= 記述問題 1 =
ビットコインの税金に関する本文に出てくる金額を、すべて挙げてください。
= 記述問題 2 =
ビットコインの税金に関する本文のうち、「2017年9月に国税庁がビットコインの利益に所得税が課税されると発表しました。」で始まり「2016年までの確定申告には、ビットコインには明確な課税基準はありませんでした。」で終わる部分を、一字も変えずに書き写してください。

= 本文 =
================================
「ビットコインの利益に税金は支払わなければいけない?」という疑問を持っている人は多いかもしれません。
答えは「はい」です。
2017年9月に国税庁がビットコインの利益に所得税が課税されると発表しました。
そこで今回は、ビットコインなどの仮想通貨の取引での収入の所得税の課税基準や確定申告の方法を説明します。
ビットコイン取引の利益は確定申告が必要?
2016年までの確定申告には、ビットコインには明確な課税基準はありませんでした。
けれども、2017年の確定申告からは、ビットコインを売ることや使用することで発生した損益は、事業規模で運用している場合を除き、雑所得として所得税の課税対象になると国税庁がタックスアンサー(http://www.nta.go.jp/taxanswer/shotoku/1524.htm)で見解を示しました。
タックスアンサーにはビットコインと明記されていますが、その他の仮想通貨もビットコインの同じ扱いになります。
たとえば、10万円で購入したビットコインを60万円で売却した場合、50万円が課税対象になります。
================================
= 提示資料 =
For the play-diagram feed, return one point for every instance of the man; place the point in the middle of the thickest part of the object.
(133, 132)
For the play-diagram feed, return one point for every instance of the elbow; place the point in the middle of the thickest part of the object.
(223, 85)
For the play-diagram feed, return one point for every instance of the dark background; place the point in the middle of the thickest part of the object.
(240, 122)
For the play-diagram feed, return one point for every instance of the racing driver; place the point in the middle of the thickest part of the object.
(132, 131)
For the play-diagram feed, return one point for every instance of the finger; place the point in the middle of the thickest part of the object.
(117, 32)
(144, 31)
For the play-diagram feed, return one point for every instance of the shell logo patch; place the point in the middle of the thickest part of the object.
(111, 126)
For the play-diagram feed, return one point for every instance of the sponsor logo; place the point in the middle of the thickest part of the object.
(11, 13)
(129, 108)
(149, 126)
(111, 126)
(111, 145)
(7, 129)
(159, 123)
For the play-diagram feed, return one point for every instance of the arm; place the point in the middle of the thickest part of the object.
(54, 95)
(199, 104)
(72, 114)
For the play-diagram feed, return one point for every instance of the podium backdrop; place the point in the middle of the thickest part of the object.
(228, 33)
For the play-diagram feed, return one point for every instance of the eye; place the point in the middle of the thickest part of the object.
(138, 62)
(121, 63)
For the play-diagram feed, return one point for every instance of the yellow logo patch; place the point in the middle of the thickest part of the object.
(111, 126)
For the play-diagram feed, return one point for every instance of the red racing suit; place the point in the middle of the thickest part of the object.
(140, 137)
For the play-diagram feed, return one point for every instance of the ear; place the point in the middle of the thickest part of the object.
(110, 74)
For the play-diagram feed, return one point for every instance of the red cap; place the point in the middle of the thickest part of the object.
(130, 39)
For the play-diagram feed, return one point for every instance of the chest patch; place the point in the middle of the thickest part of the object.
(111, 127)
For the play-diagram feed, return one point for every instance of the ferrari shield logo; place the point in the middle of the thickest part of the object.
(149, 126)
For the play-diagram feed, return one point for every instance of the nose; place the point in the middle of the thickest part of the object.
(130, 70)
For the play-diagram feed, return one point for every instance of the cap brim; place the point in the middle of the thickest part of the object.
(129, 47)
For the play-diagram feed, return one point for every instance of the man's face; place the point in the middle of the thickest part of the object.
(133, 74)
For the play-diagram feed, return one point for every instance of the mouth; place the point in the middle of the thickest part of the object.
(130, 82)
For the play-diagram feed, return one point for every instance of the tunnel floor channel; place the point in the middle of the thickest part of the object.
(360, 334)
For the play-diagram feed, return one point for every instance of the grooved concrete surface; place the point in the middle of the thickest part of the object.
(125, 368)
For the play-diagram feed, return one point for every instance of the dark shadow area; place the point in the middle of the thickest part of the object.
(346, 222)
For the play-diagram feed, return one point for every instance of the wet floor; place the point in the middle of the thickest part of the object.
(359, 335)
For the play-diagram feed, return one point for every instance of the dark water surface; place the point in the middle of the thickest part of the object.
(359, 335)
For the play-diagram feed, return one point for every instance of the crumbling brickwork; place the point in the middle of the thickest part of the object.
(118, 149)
================================
= 模範解答 1 =
10万円、60万円、50万円

= 模範解答 2 =
2017年9月に国税庁がビットコインの利益に所得税が課税されると発表しました。
そこで今回は、ビットコインなどの仮想通貨の取引での収入の所得税の課税基準や確定申告の方法を説明します。
ビットコイン取引の利益は確定申告が必要?
2016年までの確定申告には、ビットコインには明確な課税基準はありませんでした。